▶ Given task A:
Pull out each line in the records that contains the word "grass".

▶ Text shown:
↓↓↓

Mo(W) carbide with a list of desired properties makes it very attractive for catalysis from both fundamental and industrial standpoints. Mo(W)-based carbides have been found to show special catalytic properties similar to noble metals. This has resulted in surging investigation on synthesis of various Mo2C structures, from nanoparticles to nanorods (Vrubel and Hu 2012, Chen et al. 2013a and 2013b, Youn et al. 2014 and Xiao et al. 2015). The methodologies and conditions used for molybdenum (tungsten) carbide preparation determine the chemical and catalytic nature of the obtained materials (Wan et al. 2014 and Wu et al. 2015).

Traditionally, the Mo(W) carbide material is usually synthesized by temperature-programmed reaction (TPR) where a given amount of the oxide precursor (for instance, MoO3 or WO3) is heated gradually under a mixture of hydrogen and hydrocarbon. The oxide firstly is reduced from high valence to lower valence oxide states and then carburized at high temperature. Normally the formed molybdenum carbide is stable hexagonal phase. The formed carbide is passivated using 0.5-1% O2 before exposing to air owing to its pyrophoric property. Using the TPR procedure, many parameters are necessary to consider such as carburizing agent, C/Mo ratio, heating rate, isothermal treatment, and H2 concentration.

MoO2 is deemed the common intermediate in carburization process. Guzmán et al. (2013 and 2015) synthesized small MoO2 nanoparticles using EG as reducing agent to fabricate high-dispersed Mo carbide. In-situ time resolved X-ray diffraction shows that the most intense peak of the monoclinic MoO2 phase (011) became broad suggesting the presence of small crystalline domains (Figure 1).

Figure 1.

In situ XRD patterns of the carburization of MoO2 under a mixture of n-heptane/H2 showing the broadening of the carbide peaks.

Source: Reprinted with permission from Guzmán et al. (2013). Copyright of NRC Research Press.

Xiao et al. (2001) compared various molybdenum carbides prepared by the temperature programmed reaction method using mixtures of hydrogen and methane, hydrogen and ethane, or hydrogen and butane. The results show that the choice of hydrocarbon used to synthesize molybdenum carbide significantly affects the structure and texture of the resultant materials. Increasing the chain length of the carburizing agent reduces the particle size and the temperature for phase transformation. Carburizing with hydrogen/methane gives rise to hexagonal closed packed (hcp) carbide (β-Mo2C), while using butane as the carbon source, molybdenum oxide is mainly reduced to face centered cubic (fcc) carbide (α-Mo2C). When using ethane as the carbon source, the resultant carbide has a mixed phase composition with the hcp phase dominant. With modified TPR procedure, it is possible to synthesize nanocrystalline of molybdenum carbide in either cubic or hexagonal phase (Frauwallner et al. 2011).

↑↑↑

Entries from a point annotation set
↓↓↓

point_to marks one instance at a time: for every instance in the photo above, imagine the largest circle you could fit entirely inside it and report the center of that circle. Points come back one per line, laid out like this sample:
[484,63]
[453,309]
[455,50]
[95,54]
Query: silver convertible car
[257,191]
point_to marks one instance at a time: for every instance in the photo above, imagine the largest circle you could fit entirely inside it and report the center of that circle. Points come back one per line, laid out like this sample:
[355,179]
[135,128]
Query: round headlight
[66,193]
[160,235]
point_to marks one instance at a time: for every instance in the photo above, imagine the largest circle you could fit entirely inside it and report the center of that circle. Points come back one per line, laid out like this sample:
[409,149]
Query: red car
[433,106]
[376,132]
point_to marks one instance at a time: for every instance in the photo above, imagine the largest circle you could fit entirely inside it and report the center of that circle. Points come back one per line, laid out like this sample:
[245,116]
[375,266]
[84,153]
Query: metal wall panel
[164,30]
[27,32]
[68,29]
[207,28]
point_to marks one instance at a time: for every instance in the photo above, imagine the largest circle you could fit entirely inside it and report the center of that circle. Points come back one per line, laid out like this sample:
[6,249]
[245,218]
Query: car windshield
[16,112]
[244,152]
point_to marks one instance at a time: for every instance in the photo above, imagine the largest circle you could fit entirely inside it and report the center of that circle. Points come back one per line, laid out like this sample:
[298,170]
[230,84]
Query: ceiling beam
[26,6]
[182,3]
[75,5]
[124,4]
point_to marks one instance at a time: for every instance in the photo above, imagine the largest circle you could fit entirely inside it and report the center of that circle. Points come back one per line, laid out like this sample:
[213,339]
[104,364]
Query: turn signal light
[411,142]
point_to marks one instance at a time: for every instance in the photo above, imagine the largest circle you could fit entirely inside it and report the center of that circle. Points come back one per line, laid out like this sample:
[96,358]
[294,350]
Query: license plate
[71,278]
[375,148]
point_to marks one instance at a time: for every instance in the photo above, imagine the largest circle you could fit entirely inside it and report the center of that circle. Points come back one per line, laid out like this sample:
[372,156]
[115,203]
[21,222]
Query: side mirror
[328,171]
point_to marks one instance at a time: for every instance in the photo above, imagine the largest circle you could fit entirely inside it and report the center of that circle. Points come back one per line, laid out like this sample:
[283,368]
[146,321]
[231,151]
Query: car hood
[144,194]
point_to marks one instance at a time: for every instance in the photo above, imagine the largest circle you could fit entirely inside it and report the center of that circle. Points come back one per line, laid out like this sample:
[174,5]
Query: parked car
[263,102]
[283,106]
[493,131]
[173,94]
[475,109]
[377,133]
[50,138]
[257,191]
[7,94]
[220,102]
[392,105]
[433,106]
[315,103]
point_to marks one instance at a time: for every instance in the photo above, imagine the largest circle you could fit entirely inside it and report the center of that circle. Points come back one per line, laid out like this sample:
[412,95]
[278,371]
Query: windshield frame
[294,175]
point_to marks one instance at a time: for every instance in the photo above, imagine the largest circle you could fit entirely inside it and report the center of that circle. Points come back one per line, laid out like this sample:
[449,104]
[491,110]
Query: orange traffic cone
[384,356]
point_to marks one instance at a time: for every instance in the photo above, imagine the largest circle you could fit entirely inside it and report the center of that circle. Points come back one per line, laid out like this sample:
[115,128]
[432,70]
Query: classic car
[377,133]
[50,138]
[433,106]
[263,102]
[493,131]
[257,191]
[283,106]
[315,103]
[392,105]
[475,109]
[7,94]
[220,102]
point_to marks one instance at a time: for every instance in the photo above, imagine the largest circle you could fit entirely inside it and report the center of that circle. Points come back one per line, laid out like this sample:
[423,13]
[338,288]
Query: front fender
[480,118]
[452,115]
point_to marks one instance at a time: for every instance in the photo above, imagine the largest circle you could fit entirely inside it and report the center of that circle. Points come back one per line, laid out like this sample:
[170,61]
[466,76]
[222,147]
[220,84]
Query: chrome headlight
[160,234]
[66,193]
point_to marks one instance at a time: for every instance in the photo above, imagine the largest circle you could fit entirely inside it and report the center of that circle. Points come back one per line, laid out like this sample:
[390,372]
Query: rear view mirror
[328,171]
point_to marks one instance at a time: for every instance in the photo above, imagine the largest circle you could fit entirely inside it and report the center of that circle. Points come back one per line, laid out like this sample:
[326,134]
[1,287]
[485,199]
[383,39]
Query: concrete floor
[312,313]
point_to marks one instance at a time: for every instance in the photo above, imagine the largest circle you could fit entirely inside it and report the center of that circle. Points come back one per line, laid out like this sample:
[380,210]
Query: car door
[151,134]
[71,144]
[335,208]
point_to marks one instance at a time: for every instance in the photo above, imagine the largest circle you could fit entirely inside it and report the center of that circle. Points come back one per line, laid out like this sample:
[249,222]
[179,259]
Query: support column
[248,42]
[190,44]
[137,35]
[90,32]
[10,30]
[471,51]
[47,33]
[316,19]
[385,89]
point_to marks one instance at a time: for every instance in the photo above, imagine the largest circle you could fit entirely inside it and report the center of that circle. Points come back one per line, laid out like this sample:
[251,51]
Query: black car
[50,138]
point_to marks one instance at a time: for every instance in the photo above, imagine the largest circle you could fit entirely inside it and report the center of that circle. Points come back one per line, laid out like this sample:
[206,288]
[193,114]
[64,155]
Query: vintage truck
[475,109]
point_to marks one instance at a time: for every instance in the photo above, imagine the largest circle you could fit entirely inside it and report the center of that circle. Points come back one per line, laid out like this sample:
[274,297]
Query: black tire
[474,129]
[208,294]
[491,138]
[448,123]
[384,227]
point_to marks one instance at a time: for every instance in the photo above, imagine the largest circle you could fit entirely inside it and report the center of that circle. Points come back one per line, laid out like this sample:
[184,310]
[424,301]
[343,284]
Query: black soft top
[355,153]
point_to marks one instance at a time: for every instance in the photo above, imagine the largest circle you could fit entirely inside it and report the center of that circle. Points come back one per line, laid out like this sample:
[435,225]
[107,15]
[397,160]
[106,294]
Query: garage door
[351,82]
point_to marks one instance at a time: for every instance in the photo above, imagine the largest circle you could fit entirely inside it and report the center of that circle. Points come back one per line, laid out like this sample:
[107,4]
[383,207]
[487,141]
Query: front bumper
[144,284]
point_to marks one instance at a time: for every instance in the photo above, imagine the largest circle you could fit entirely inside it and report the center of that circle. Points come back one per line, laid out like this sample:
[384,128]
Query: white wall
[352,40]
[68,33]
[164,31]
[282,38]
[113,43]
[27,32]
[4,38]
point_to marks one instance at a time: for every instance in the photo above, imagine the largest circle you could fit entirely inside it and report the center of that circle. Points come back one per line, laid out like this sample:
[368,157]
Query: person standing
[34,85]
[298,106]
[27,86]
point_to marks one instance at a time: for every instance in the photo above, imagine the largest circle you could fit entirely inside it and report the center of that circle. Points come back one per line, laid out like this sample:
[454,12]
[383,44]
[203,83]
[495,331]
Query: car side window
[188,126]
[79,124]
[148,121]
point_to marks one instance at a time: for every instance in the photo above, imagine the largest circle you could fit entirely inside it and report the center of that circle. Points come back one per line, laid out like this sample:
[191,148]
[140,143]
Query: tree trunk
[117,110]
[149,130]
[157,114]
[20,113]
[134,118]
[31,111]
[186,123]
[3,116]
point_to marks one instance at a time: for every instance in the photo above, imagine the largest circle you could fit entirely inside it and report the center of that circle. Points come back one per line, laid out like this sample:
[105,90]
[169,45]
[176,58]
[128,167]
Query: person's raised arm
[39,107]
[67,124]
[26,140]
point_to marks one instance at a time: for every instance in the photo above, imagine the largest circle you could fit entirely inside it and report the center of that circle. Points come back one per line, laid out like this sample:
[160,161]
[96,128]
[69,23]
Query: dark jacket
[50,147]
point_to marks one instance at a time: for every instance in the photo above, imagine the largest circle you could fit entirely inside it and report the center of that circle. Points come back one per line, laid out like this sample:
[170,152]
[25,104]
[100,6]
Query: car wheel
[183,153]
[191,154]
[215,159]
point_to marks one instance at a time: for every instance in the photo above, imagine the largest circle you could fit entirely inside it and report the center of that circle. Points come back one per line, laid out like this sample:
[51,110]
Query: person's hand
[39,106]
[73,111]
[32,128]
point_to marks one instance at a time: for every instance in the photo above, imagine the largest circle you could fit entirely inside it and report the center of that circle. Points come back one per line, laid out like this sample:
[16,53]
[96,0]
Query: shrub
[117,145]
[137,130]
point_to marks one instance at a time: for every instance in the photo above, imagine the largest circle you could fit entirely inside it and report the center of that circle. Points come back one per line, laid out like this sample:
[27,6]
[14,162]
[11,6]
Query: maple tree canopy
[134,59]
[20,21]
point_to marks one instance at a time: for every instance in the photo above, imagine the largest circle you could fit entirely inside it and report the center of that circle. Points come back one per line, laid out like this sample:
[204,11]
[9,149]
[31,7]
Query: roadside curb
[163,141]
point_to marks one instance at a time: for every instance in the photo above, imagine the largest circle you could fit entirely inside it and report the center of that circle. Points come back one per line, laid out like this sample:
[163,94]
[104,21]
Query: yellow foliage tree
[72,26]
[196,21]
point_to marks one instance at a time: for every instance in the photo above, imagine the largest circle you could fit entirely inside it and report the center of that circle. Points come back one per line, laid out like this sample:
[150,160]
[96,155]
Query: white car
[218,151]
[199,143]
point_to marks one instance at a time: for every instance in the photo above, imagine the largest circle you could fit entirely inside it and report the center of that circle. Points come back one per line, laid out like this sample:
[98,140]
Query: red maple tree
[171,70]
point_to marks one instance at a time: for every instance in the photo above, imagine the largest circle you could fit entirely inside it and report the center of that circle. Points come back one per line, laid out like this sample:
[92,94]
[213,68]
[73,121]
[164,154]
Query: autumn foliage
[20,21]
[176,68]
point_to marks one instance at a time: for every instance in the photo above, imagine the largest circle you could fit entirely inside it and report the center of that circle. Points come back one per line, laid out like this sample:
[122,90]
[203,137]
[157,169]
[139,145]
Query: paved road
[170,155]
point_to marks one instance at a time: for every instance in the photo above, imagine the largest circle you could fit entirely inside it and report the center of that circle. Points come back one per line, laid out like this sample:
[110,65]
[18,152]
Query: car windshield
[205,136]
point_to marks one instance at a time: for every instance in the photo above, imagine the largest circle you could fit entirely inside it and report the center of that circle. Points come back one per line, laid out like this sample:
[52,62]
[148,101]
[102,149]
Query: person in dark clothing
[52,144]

↑↑↑
↓↓↓

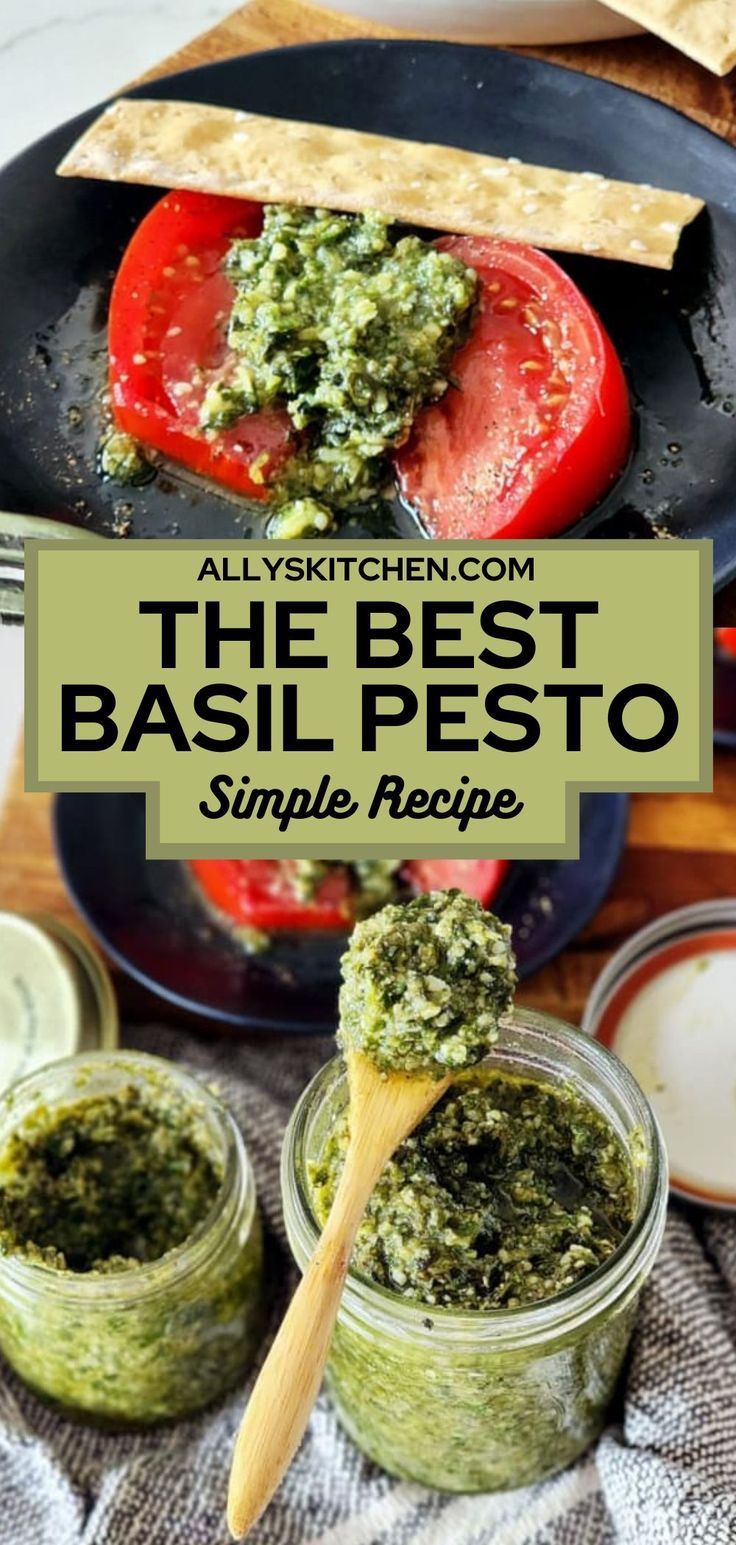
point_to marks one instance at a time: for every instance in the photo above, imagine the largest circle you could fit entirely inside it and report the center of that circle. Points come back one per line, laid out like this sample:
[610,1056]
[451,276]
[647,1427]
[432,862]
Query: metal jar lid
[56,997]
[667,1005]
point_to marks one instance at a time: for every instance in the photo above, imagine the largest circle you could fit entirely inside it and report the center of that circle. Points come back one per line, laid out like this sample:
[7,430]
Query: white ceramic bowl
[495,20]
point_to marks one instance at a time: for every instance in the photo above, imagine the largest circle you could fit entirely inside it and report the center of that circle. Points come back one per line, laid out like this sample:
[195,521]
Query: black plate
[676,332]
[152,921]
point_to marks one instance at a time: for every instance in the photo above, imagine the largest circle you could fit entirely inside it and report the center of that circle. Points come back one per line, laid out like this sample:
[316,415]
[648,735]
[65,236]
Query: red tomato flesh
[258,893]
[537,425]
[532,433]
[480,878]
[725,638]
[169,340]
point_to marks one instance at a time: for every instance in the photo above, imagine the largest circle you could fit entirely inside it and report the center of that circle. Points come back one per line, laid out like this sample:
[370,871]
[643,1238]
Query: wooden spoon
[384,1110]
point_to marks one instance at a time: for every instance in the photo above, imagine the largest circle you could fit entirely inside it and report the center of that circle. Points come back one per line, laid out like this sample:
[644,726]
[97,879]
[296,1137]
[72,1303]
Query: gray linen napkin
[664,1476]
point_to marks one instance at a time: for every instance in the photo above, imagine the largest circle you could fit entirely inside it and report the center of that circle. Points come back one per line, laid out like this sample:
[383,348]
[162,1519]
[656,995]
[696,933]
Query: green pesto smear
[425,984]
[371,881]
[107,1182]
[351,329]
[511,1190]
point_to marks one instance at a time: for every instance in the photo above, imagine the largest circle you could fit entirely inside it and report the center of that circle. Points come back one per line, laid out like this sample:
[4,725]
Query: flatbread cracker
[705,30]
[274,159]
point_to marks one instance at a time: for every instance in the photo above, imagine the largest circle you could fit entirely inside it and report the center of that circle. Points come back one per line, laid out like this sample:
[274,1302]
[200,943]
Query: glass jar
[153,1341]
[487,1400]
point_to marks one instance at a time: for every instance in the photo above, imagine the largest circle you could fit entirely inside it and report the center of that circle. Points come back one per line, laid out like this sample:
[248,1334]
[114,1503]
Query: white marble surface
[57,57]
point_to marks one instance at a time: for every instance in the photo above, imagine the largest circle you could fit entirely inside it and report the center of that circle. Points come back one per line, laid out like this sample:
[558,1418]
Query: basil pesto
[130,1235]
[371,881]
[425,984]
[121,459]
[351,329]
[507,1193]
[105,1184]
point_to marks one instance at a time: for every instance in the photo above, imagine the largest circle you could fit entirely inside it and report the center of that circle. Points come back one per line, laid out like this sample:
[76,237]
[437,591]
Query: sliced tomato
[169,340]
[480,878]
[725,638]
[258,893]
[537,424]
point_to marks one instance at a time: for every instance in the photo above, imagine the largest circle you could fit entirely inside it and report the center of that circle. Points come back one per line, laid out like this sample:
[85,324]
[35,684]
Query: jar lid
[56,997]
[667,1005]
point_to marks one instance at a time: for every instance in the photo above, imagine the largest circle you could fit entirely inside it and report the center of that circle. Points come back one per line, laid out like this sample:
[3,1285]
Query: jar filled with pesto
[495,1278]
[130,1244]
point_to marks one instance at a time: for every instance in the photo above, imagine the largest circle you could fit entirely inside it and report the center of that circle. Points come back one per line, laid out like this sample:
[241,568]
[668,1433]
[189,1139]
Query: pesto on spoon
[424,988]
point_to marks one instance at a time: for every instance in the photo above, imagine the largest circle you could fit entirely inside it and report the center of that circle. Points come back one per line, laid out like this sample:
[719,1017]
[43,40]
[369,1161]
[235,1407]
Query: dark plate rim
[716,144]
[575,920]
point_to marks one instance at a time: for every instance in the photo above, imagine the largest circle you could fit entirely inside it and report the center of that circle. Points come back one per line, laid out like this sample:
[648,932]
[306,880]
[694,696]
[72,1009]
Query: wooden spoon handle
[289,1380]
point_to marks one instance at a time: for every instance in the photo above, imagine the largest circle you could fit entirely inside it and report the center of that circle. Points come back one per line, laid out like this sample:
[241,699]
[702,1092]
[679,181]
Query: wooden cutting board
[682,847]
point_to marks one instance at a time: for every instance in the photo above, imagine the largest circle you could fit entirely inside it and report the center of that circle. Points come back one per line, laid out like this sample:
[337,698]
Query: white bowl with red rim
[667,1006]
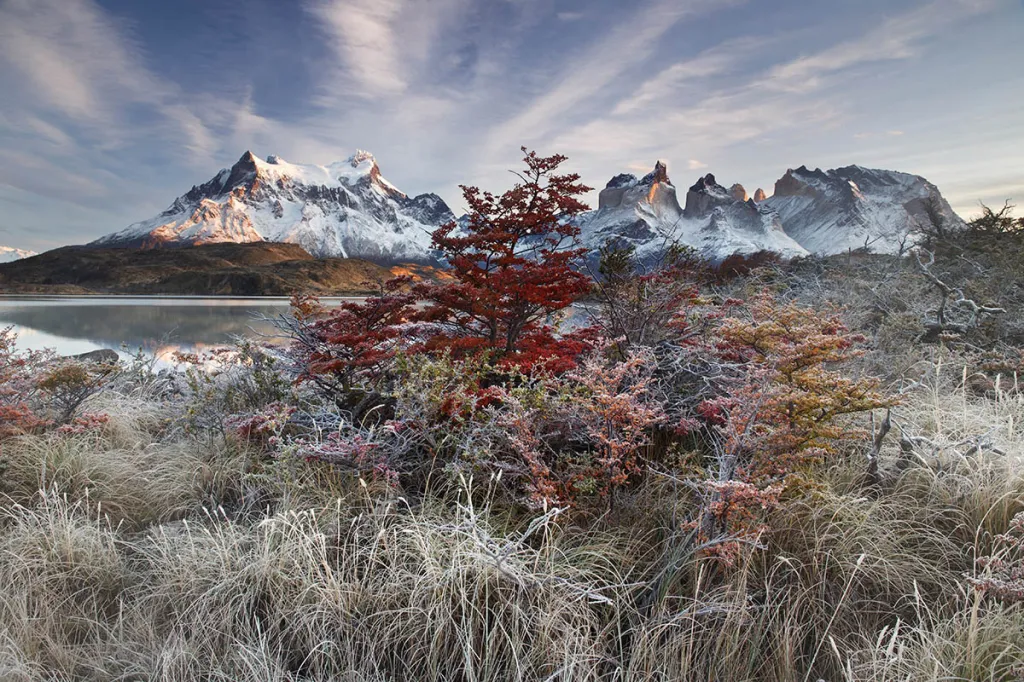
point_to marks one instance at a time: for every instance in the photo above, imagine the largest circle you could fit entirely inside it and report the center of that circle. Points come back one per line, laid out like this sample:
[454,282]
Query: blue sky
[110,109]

↑↑↑
↓↓↓

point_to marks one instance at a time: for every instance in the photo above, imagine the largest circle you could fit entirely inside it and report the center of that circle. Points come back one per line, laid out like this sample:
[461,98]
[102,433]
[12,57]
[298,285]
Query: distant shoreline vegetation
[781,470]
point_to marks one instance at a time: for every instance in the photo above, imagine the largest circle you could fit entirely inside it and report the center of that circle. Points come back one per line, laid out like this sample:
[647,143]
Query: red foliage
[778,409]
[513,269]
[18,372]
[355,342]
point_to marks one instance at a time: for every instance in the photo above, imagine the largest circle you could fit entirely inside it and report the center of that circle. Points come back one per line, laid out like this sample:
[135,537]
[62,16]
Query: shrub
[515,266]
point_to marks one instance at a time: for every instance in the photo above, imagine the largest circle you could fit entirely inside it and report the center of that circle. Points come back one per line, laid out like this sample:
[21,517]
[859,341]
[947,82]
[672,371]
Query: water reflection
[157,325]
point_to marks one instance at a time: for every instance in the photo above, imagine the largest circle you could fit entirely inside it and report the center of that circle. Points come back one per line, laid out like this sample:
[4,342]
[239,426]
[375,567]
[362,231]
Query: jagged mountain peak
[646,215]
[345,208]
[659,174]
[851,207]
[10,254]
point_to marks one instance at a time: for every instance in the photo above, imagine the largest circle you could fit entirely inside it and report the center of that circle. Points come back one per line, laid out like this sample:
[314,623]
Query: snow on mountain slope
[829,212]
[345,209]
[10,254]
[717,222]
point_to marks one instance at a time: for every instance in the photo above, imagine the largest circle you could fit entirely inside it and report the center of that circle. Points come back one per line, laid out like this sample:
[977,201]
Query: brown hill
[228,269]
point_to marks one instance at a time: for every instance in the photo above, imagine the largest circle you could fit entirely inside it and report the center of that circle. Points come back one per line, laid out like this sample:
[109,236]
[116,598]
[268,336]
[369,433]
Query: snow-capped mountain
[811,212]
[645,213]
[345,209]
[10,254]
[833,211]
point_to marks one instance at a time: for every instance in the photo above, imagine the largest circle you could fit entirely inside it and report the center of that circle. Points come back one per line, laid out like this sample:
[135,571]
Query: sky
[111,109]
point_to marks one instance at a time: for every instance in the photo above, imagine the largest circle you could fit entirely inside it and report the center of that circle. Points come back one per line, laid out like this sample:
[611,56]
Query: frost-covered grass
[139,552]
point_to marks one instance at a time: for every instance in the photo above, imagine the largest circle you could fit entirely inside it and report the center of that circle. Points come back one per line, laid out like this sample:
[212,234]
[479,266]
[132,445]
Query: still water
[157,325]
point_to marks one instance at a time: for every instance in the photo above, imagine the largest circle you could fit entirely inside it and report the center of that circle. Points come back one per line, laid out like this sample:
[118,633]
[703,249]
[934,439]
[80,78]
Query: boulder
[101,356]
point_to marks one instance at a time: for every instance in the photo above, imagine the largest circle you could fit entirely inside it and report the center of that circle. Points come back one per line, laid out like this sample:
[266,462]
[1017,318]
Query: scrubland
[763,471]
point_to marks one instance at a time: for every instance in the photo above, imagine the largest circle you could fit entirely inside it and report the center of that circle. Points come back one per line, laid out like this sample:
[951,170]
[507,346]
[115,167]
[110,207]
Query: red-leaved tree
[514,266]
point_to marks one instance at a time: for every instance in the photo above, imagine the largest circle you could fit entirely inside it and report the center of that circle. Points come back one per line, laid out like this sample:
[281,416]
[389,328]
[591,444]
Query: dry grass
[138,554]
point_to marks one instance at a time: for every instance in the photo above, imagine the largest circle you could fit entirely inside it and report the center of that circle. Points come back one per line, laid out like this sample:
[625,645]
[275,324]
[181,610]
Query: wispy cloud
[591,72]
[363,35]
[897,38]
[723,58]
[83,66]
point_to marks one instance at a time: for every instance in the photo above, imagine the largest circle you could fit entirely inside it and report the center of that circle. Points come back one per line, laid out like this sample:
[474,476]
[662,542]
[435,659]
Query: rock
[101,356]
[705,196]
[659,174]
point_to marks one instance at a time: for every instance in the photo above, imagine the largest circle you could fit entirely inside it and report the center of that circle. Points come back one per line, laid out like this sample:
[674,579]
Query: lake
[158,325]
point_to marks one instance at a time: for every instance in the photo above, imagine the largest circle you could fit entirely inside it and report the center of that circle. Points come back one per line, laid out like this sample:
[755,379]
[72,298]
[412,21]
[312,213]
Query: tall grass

↑↑↑

▶ Given task B:
Rewrite the molybdenum carbide text, beginning at the words "Mo(W) carbide with" and stopping after "Wu et al. 2015).", with "noble metals" swapped for "precious metals".

▶ Full answer A:
Query: frost-covered grass
Query: dry grass
Query: tall grass

▶ Full answer B:
Mo(W) carbide with a list of desired properties makes it very attractive for catalysis from both fundamental and industrial standpoints. Mo(W)-based carbides have been found to show special catalytic properties similar to precious metals. This has resulted in surging investigation on synthesis of various Mo2C structures, from nanoparticles to nanorods (Vrubel and Hu 2012, Chen et al. 2013a and 2013b, Youn et al. 2014 and Xiao et al. 2015). The methodologies and conditions used for molybdenum (tungsten) carbide preparation determine the chemical and catalytic nature of the obtained materials (Wan et al. 2014 and Wu et al. 2015).